* To be done
Reproduce the rows word for word from the start of the rows through the line containing "x=476, y=311", inclusive, leaving the pictures out of your answer.

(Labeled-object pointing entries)
----------------------------------------
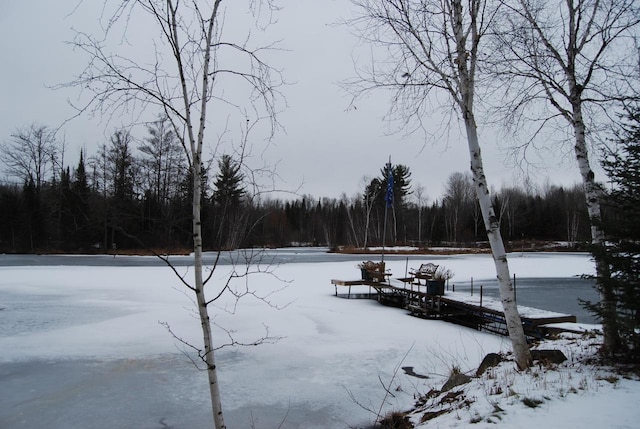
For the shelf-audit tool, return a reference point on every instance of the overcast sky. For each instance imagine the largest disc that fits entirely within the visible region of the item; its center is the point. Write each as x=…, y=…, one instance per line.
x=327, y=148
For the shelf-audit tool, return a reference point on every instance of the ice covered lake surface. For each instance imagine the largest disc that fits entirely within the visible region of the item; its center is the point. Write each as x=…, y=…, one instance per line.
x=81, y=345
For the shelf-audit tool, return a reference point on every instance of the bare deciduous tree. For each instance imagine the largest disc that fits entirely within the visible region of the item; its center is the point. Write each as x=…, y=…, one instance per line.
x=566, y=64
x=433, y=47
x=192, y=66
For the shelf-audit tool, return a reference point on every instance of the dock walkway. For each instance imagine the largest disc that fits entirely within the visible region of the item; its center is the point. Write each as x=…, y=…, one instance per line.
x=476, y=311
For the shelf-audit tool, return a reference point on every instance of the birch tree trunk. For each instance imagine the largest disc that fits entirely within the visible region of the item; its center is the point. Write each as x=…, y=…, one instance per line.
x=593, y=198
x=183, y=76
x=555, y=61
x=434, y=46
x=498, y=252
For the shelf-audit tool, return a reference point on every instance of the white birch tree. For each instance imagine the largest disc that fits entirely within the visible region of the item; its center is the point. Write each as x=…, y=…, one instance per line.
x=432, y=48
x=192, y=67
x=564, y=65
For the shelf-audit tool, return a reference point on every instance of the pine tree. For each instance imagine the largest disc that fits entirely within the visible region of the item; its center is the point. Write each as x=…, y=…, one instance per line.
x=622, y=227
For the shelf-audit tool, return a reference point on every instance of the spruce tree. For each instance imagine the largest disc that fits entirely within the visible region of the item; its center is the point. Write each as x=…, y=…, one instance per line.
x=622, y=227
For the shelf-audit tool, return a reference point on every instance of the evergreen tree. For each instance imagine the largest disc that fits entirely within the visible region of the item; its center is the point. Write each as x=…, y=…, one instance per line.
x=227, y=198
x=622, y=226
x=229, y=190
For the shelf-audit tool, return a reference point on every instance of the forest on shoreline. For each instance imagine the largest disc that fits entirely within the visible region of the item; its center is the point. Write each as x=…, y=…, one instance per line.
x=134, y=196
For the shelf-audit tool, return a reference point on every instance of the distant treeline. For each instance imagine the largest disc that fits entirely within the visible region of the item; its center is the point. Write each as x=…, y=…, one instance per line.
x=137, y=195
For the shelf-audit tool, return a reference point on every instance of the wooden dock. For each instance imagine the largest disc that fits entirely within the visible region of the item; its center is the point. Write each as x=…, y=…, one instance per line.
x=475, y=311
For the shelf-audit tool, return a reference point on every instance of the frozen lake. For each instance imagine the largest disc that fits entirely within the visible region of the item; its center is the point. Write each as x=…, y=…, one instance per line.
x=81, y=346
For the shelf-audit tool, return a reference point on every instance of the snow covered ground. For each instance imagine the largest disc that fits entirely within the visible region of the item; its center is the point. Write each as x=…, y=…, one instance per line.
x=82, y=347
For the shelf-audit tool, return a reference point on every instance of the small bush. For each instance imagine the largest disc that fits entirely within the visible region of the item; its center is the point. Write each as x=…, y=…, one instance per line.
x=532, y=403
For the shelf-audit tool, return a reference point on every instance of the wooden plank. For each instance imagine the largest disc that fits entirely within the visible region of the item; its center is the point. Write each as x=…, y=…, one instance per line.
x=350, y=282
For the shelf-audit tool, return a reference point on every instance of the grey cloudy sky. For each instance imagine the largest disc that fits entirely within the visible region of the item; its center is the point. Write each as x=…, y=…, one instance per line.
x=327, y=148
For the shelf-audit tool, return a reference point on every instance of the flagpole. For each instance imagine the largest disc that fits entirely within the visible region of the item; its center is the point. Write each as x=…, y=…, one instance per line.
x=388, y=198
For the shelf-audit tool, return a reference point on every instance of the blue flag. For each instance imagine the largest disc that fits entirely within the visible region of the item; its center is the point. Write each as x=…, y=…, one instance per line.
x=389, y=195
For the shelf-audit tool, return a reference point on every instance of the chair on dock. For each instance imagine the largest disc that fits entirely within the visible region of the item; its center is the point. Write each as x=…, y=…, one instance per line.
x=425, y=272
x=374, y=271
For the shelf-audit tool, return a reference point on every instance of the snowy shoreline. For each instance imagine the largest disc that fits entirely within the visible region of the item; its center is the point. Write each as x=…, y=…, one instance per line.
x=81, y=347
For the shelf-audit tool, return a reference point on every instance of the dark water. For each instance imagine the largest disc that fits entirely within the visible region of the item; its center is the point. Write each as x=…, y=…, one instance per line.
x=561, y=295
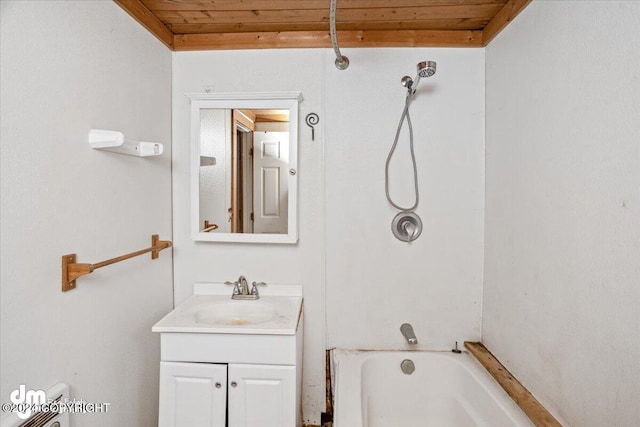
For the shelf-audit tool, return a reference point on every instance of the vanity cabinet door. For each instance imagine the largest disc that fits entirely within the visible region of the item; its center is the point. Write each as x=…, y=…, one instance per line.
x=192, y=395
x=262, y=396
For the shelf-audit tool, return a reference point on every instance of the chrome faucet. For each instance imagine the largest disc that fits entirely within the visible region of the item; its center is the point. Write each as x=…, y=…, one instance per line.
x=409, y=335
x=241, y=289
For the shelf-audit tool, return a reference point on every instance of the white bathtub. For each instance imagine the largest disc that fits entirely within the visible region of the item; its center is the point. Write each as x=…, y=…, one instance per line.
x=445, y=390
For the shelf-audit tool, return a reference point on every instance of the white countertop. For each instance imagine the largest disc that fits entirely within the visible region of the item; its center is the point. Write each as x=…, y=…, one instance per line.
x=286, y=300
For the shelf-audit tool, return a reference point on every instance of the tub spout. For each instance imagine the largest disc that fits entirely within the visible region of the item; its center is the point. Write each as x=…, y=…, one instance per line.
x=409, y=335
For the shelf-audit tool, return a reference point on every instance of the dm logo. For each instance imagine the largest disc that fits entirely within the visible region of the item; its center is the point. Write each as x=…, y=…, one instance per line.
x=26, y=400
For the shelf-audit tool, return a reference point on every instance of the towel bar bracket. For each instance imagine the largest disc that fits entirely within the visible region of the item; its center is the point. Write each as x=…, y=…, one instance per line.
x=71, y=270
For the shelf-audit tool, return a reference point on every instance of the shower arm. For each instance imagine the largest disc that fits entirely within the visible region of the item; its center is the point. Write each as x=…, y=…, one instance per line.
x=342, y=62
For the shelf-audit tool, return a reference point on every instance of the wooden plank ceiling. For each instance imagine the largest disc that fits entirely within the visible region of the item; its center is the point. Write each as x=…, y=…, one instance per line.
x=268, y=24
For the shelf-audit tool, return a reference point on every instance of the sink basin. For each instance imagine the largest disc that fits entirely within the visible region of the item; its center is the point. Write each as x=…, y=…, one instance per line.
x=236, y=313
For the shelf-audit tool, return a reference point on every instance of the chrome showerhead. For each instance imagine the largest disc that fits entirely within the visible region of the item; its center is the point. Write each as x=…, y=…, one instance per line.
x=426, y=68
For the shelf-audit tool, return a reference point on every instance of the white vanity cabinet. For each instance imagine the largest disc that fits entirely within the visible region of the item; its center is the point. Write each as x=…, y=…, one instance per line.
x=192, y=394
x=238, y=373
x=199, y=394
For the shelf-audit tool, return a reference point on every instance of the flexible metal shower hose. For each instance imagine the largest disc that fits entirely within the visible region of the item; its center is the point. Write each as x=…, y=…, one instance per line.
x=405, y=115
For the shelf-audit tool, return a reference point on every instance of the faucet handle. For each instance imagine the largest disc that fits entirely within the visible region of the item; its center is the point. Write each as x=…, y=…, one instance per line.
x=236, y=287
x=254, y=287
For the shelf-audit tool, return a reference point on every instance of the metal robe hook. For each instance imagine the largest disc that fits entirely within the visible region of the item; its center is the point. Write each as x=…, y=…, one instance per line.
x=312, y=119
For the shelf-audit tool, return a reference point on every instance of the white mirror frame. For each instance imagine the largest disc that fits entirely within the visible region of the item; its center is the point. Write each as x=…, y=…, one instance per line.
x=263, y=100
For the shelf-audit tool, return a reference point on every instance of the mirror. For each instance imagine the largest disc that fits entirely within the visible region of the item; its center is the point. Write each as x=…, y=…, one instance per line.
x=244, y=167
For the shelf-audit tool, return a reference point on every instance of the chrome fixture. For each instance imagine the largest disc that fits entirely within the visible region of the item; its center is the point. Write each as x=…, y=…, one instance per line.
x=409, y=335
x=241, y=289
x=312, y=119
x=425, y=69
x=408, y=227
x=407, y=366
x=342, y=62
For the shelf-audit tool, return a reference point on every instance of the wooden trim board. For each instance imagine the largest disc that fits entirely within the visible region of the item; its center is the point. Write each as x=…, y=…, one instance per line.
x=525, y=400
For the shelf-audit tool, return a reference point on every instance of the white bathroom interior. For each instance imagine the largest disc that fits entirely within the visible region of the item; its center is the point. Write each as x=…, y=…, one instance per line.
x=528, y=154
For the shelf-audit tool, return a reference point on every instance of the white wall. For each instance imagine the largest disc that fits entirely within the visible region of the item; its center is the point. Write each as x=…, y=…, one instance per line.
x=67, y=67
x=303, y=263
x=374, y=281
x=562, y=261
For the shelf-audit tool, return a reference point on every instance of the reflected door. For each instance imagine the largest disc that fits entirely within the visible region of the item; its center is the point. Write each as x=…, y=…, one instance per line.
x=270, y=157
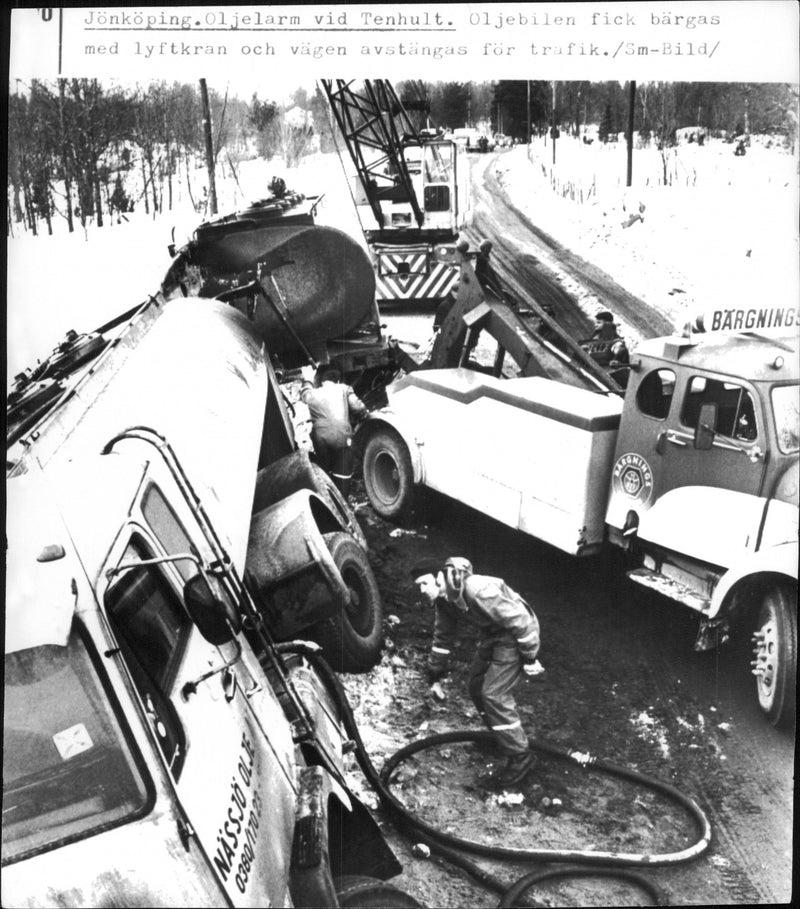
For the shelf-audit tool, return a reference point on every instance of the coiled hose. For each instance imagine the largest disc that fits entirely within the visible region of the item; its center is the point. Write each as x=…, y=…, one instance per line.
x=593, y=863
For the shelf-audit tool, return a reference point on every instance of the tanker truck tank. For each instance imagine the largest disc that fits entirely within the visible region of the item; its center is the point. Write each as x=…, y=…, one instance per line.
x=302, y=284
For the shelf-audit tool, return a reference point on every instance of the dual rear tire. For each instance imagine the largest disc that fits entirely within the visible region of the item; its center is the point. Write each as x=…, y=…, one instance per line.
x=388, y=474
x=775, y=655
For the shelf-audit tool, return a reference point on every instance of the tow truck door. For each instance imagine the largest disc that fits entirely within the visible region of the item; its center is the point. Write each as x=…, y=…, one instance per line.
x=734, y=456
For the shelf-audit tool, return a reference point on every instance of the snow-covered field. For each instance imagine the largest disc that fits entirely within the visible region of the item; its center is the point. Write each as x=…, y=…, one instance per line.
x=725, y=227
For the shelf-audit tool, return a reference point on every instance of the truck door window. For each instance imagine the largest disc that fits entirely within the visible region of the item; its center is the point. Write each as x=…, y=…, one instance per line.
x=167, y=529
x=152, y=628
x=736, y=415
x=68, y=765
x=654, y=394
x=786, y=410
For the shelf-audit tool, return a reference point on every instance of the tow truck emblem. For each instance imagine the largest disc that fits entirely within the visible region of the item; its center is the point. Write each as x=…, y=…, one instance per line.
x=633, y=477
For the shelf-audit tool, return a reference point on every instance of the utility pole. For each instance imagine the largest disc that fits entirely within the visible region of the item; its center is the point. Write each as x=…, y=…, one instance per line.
----------------------------------------
* Exercise result
For the shelf-audit tool, return a reference point on every instance of the overcast sky. For each instance imagine the largest disc that fits entirely within the visible region of the item; its center is the point. Write each as x=…, y=…, one instance per line.
x=327, y=148
For the shelf-audit tool, return a reference point on every instance of the ice covered lake surface. For each instance imagine the largest disc that fits entirely within the visible region of the item; its center is the point. Write each as x=…, y=…, one instance per line.
x=81, y=345
For the shelf-audit tool, return a reference point on every instance of the bare deciduous tree. For each instance imagine the largest disc that fits entirely within the visible region of the item; its center is the point. Write each as x=…, y=…, one instance per line.
x=566, y=64
x=433, y=47
x=192, y=66
For the shelf-audit tool, return a reference point on every instance of the dock walkway. For each instance imagine the largest disc that fits entirely within the visible region of the item; its center is the point. Write each as x=…, y=…, one instance per line.
x=476, y=311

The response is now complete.